EXERCISE TASK – Only the lines from the one containing "of the shadow" through the end of the data below should be copied, each exactly as written and with both ends kept.

Coordinate annotation entries
-- -- --

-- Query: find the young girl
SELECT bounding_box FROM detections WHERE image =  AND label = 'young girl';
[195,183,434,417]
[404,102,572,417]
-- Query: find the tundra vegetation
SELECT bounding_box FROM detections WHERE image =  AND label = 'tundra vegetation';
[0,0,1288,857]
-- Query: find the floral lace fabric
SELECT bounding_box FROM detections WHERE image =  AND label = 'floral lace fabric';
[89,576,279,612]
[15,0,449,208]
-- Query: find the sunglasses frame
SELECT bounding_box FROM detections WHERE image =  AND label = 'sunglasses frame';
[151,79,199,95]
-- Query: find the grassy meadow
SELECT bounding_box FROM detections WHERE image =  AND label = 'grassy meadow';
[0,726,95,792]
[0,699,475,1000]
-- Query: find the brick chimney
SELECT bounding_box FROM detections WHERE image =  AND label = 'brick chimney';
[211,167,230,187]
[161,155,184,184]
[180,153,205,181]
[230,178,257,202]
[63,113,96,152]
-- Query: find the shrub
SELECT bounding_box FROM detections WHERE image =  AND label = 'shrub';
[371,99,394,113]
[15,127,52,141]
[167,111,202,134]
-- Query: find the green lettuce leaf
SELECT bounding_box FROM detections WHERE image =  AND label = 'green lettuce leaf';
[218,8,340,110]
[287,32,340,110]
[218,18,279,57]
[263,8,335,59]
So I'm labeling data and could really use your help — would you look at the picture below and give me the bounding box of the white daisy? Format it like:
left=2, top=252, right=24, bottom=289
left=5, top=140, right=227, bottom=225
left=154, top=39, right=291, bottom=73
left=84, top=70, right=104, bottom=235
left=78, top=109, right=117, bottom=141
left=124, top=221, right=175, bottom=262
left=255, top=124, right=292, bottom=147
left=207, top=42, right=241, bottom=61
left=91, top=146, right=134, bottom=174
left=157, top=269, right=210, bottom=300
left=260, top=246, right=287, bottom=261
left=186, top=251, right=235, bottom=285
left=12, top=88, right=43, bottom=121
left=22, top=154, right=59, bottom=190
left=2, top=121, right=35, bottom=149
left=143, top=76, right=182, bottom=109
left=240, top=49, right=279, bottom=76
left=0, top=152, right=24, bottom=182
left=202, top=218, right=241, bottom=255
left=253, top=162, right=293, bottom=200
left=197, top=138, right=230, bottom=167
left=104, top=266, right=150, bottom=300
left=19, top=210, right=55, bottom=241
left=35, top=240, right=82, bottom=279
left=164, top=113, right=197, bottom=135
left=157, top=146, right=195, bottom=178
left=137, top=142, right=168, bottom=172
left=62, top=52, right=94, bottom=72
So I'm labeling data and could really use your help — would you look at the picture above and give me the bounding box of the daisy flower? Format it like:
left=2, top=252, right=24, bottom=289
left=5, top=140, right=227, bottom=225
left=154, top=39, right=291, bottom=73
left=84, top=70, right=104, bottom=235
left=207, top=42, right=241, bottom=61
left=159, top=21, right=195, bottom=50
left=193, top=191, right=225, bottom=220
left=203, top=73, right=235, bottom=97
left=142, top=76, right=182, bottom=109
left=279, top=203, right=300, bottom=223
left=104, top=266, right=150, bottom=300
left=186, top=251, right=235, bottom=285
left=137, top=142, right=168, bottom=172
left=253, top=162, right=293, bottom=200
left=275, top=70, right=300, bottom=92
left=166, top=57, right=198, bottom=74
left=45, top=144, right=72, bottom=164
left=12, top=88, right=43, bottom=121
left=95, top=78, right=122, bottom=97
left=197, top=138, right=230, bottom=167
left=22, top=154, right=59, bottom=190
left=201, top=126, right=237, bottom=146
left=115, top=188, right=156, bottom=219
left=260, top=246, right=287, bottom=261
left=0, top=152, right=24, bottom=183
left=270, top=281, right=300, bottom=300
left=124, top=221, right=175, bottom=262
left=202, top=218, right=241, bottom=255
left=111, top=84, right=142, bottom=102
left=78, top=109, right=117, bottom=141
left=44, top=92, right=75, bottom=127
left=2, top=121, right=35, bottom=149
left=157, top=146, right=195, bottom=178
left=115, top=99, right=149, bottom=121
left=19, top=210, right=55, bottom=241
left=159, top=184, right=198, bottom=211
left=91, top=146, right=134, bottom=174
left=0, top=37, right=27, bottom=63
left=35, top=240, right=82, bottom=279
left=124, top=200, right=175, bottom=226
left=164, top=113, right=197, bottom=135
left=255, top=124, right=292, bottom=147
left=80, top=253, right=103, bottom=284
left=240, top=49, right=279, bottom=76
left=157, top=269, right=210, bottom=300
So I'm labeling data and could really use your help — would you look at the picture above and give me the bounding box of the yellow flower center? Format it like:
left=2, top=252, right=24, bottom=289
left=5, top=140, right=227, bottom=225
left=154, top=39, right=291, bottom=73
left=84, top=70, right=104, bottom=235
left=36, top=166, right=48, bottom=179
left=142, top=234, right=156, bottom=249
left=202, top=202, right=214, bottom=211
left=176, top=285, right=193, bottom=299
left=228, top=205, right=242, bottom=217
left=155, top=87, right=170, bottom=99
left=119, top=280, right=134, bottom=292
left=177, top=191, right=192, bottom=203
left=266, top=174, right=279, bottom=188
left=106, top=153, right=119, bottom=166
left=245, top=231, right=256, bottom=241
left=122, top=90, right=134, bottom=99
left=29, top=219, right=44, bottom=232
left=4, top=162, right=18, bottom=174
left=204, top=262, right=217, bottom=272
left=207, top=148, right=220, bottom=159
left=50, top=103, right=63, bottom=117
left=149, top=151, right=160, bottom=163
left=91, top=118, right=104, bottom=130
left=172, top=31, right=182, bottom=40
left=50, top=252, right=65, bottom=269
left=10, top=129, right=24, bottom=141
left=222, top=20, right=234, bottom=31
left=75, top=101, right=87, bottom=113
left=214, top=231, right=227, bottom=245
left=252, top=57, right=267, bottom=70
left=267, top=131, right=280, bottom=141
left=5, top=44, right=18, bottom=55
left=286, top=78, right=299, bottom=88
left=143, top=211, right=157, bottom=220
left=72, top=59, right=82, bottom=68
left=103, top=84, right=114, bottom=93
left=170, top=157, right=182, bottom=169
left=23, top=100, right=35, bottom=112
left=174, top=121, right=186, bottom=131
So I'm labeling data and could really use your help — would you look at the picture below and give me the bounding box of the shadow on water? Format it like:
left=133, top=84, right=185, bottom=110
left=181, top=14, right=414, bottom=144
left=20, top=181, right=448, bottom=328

-- -- --

COMPLETE ANSWER –
So I'm labeling data and could really use your help — would you look at the picture below and give me the bounding box of the shadow on water? Format it like:
left=133, top=84, right=185, bottom=110
left=181, top=14, right=414, bottom=144
left=20, top=181, right=448, bottom=328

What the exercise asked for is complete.